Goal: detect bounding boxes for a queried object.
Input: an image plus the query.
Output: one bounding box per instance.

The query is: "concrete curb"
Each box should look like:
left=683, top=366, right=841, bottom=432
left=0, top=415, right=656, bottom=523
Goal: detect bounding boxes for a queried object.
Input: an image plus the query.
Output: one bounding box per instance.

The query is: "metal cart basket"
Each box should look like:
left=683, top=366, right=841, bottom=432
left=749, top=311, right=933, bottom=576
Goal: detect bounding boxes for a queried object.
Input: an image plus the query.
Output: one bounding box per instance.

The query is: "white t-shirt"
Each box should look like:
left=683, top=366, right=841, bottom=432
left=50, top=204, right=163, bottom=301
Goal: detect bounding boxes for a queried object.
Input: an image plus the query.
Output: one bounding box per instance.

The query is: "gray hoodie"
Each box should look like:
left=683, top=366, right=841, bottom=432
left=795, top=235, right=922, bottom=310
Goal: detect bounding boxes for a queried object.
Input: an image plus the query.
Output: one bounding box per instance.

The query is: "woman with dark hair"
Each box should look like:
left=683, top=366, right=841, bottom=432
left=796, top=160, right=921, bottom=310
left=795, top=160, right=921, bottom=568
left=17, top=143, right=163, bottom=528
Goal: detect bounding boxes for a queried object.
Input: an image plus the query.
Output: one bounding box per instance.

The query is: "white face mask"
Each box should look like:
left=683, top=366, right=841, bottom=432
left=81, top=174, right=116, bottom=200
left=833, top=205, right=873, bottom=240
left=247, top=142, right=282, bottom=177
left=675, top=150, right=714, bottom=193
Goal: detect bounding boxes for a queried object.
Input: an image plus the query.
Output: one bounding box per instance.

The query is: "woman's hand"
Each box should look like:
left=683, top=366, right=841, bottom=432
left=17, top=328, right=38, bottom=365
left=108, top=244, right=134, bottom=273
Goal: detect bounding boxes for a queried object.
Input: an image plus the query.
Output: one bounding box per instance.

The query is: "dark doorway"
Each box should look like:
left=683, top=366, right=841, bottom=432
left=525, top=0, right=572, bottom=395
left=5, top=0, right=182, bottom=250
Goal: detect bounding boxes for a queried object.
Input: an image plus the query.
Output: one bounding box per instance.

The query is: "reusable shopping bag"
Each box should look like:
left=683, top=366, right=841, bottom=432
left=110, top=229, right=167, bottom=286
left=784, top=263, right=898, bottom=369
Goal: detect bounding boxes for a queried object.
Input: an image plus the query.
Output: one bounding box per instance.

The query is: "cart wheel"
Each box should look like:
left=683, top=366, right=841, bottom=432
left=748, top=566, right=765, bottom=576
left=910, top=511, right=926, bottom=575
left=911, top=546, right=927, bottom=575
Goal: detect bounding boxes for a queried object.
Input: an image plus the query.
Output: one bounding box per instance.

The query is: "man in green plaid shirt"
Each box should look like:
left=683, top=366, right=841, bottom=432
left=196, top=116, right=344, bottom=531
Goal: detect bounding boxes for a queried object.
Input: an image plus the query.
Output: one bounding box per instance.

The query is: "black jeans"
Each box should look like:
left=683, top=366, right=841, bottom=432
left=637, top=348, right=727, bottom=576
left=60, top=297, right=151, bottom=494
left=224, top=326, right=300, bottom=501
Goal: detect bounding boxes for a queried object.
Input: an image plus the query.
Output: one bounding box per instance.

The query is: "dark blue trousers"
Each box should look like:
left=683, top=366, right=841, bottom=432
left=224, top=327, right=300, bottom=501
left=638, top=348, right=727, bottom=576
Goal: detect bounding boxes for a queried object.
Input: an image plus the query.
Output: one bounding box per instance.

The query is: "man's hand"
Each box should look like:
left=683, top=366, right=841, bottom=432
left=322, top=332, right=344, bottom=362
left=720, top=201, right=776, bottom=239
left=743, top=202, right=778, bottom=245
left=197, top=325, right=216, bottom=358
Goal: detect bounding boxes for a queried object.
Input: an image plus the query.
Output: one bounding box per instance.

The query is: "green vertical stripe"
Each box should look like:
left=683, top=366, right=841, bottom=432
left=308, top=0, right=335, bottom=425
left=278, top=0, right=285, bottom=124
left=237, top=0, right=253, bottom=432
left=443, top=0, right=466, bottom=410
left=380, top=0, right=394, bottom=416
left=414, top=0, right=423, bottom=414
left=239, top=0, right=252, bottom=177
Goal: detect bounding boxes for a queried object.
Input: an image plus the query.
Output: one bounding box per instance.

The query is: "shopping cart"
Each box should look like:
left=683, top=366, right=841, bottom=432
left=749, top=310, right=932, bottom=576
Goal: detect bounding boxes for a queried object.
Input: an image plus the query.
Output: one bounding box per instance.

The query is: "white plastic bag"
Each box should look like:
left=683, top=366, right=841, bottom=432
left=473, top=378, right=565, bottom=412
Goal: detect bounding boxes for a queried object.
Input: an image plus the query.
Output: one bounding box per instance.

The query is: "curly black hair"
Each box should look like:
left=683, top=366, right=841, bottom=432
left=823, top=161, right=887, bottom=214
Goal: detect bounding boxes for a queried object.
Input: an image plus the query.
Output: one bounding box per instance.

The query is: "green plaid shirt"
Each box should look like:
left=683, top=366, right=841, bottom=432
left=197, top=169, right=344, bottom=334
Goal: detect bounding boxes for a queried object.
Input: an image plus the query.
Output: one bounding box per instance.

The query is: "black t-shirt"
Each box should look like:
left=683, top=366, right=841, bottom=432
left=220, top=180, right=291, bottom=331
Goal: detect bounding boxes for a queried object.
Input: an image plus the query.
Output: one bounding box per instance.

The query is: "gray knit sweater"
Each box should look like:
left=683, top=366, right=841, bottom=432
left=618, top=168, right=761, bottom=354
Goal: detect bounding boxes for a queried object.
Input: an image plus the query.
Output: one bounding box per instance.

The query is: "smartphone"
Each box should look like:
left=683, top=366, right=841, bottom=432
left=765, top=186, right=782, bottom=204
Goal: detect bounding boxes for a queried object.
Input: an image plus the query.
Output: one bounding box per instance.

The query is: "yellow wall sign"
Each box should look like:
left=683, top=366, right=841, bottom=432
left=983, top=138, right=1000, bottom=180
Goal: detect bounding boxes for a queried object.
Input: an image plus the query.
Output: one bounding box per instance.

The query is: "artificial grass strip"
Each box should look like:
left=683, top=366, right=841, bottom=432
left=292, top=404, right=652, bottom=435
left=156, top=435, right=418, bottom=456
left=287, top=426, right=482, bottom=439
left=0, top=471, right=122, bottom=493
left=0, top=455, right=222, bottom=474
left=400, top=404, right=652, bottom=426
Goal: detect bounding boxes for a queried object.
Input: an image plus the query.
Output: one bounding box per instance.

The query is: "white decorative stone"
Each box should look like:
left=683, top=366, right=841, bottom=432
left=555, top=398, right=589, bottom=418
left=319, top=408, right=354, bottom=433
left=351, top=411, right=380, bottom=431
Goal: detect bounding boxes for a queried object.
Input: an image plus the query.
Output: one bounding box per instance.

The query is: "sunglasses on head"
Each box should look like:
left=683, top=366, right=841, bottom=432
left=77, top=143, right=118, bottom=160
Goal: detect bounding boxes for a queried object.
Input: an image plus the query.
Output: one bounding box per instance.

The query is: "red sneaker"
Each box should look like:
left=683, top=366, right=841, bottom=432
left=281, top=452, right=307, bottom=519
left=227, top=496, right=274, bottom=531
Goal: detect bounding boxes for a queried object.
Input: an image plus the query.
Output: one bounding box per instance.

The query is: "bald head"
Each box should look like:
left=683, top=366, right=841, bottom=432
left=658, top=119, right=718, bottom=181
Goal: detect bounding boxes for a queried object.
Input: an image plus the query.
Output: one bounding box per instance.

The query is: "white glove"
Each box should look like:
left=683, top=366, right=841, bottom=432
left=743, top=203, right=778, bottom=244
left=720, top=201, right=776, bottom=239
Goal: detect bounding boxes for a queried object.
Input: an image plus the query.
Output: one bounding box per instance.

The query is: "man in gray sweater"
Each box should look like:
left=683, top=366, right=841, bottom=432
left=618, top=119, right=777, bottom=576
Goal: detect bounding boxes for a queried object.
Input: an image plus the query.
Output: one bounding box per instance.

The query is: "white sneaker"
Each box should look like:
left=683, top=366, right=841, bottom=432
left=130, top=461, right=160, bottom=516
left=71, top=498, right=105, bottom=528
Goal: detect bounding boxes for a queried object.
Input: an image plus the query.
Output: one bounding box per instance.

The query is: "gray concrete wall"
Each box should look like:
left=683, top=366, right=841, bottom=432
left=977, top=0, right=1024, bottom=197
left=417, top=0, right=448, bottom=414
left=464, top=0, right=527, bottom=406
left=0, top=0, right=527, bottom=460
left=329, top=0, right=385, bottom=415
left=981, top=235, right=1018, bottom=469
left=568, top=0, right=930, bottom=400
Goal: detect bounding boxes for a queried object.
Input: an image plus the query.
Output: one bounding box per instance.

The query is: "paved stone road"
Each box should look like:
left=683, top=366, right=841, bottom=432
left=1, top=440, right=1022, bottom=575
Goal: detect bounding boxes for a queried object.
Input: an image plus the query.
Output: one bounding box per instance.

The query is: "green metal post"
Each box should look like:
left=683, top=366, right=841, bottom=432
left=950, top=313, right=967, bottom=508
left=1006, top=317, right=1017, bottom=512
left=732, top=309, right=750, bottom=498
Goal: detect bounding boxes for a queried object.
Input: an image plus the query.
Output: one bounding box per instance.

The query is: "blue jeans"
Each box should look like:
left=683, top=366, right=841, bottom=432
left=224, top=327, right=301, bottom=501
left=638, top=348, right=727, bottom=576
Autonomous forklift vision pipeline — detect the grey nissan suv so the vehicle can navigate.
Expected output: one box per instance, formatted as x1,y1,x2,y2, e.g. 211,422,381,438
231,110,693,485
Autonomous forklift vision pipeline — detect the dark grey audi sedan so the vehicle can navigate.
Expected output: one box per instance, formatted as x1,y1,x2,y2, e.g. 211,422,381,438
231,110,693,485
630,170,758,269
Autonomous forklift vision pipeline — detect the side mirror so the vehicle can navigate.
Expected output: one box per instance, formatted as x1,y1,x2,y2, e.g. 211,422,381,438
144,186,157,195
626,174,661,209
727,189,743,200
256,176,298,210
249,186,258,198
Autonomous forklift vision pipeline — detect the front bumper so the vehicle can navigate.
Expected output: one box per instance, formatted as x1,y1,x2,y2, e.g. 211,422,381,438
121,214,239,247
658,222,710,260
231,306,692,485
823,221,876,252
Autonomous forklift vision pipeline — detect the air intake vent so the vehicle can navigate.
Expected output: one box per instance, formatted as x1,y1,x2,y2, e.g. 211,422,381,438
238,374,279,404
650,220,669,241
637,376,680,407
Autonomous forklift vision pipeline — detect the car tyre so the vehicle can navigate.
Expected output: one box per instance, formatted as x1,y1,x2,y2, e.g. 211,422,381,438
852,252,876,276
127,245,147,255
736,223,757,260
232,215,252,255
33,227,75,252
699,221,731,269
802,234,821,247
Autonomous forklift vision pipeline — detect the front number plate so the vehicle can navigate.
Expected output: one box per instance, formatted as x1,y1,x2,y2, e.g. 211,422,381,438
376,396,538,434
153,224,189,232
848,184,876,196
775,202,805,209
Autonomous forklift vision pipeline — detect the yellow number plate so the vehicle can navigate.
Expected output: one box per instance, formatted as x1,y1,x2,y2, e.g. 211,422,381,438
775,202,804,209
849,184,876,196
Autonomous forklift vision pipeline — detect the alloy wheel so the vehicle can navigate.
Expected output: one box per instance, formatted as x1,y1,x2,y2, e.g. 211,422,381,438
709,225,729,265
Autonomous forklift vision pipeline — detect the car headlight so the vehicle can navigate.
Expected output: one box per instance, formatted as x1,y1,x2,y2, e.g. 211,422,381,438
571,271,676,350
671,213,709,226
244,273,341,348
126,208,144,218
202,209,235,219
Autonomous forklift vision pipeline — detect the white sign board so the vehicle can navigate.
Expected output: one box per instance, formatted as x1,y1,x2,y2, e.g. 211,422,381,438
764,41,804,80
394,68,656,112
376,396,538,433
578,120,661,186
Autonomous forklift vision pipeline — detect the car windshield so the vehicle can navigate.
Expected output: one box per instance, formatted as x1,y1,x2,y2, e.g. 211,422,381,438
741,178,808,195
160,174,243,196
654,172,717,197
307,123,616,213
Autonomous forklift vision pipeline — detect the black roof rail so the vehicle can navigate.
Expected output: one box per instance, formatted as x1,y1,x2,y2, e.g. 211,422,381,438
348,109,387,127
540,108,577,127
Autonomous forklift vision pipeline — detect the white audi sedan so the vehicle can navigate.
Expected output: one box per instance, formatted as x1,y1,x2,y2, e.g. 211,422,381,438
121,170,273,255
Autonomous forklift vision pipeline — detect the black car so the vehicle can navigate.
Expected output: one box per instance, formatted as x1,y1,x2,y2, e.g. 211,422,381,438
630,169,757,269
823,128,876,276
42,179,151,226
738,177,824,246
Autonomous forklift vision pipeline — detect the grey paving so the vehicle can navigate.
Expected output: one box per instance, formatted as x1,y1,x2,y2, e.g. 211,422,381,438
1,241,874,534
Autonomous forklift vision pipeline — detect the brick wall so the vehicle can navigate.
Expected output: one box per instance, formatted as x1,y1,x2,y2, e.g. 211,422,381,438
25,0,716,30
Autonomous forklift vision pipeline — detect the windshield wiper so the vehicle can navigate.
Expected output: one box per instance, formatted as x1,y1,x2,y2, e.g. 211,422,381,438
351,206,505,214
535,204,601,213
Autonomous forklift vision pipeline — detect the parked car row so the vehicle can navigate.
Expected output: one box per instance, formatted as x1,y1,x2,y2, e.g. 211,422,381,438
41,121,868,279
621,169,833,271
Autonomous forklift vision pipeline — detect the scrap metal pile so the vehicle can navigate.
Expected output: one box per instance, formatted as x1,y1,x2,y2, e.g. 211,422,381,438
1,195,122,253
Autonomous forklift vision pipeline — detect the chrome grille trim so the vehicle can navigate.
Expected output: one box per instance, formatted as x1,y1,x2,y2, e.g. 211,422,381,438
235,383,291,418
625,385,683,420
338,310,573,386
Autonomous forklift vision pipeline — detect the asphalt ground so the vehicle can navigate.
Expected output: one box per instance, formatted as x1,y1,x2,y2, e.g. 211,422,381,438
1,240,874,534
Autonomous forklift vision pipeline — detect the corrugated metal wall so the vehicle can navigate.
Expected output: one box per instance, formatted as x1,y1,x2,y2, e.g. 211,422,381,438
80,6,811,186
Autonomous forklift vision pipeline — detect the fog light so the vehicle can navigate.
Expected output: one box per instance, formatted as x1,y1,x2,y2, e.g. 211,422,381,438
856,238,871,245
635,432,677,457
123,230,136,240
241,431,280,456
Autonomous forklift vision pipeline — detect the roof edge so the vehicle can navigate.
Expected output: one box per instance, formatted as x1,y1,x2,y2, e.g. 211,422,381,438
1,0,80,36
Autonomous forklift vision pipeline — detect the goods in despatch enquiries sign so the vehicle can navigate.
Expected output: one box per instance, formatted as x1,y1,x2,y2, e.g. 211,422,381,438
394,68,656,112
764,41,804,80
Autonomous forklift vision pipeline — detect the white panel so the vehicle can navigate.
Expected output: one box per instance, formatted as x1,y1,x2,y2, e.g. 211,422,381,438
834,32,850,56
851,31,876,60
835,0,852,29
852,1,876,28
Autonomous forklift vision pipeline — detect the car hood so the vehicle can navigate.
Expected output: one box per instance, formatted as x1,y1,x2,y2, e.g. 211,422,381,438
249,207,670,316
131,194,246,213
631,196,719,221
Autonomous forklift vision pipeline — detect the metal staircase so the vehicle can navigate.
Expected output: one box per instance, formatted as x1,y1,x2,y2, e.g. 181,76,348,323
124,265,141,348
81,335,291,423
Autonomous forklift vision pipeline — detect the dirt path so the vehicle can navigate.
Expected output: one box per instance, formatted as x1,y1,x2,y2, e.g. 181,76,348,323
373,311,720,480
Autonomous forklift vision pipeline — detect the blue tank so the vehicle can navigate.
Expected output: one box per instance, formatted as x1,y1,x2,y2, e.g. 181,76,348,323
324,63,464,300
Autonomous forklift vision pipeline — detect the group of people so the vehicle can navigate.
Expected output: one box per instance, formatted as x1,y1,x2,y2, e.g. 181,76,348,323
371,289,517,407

THE PROBLEM – Filter the lines above, keeping and copying those that contain "sweater".

WRITTEN REPLY –
The query is: "gray knit sweater"
The query is: "man in gray sweater"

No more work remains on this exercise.